[Point-per-instance localization data]

= = = = = = =

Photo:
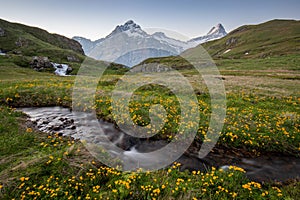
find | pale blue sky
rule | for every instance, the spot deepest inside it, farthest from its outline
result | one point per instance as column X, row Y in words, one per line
column 95, row 19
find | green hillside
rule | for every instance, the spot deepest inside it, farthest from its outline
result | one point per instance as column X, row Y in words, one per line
column 20, row 43
column 273, row 45
column 272, row 38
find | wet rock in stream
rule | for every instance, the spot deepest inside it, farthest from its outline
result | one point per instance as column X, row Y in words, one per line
column 264, row 168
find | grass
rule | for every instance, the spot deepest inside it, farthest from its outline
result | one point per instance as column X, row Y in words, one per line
column 262, row 116
column 50, row 166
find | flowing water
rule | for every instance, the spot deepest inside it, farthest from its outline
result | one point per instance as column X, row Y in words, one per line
column 61, row 120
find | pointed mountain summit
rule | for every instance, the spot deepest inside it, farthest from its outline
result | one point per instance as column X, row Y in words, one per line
column 218, row 29
column 130, row 26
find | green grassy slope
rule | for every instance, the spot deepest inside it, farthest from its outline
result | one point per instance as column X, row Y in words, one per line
column 21, row 43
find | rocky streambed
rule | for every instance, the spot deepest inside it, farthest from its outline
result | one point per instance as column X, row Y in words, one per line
column 267, row 167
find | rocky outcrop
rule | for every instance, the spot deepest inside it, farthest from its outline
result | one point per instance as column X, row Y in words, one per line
column 2, row 32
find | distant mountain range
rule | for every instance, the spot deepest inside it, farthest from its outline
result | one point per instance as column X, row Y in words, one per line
column 129, row 44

= = = = = = =

#### WORK REQUEST
Scan the entries above and return each line that holds "rocky".

#### EXERCISE OUTPUT
find | rocky streambed
find | rocky outcrop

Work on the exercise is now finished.